(Beginning of Supplied passage)
Tuesday, October 2, 2007

Visit to Healer

I went to a professional healer today, at the urging of two friends. He has supposedly cured a number of people of cancer. I’m a bit skeptical about most alternative therapies, but I thought I should try him out because my friends swore by him.

He asked me some questions about my cancer and offered some observations such as, “You have at least six tumors”, then later on in the session, “You have more than ten tumors”. This wasn’t too difficult a deduction since I’d told him the cancer was all over my chest and in my lungs.

He told me a few other things about myself. He said I had no “joy”. I told him I thought I was a pretty happy person, cancer aside. He said I might be happy, but I didn’t have “joy”. He didn’t elaborate.

He had me lie down on a massage table and yanked at my arms, legs, and cracked my neck. He said this was to release my energies. He had me float my hand over my heart and asked if I felt any warmth. I tried to feel it; I willed myself to feel it. But I didn’t.
(End of Supplied passage)
(Beginning of Data)
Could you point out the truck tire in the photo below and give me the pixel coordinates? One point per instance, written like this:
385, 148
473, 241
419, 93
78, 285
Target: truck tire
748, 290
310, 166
(End of Data)
(Beginning of Data)
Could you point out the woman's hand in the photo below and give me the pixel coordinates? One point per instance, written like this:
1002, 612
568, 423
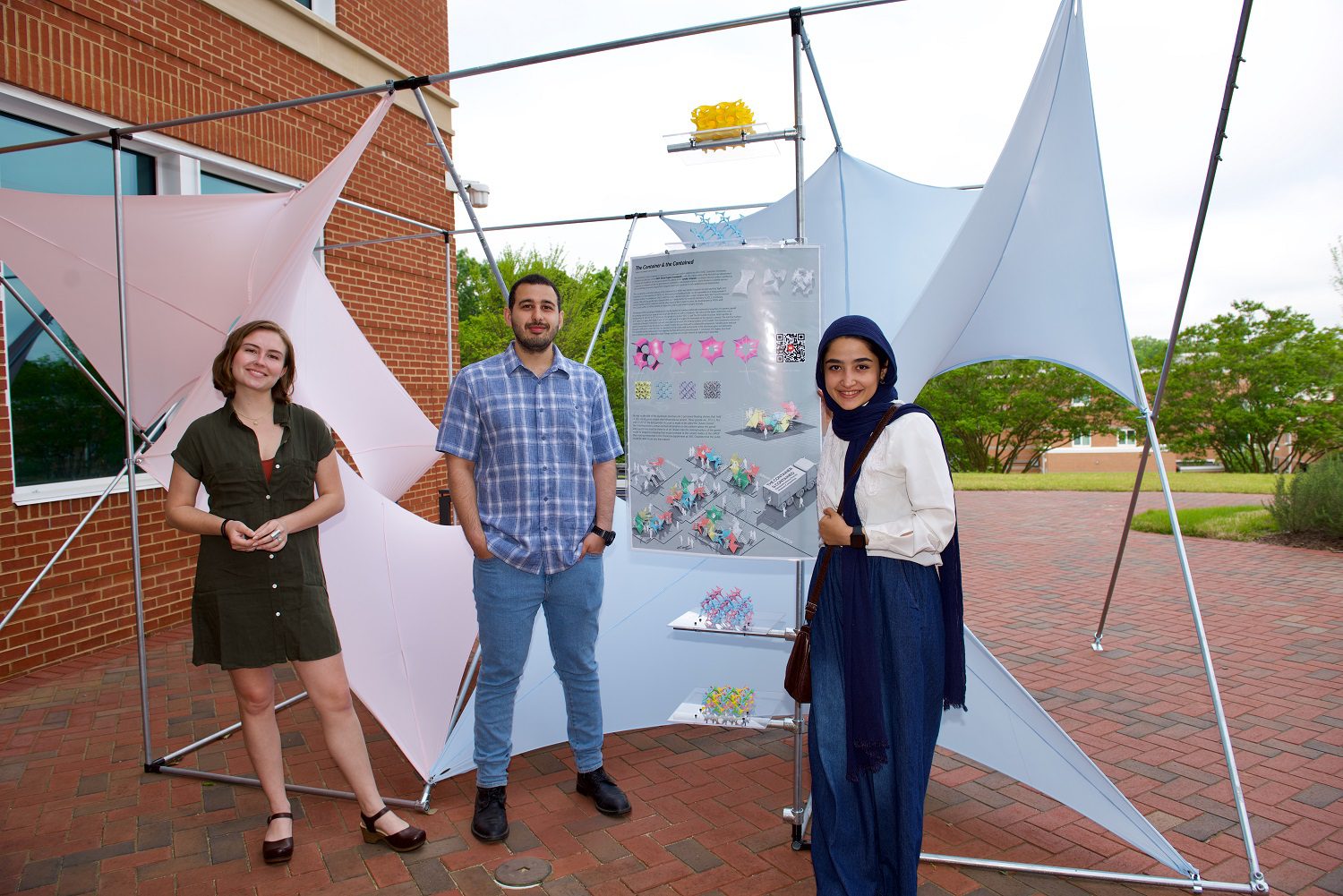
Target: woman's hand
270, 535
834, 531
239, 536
(End of Data)
• **Assignment**:
Answer these about the post on the visit to a healer:
1. Who urged the writer to go to the healer?
2. Later in the session, how many tumors did the healer say the writer had?
3. What reason did the healer give for pulling the writer's arms and legs and cracking the neck?

• **Result below**:
1. Two friends.
2. More than ten.
3. To release the writer's energies.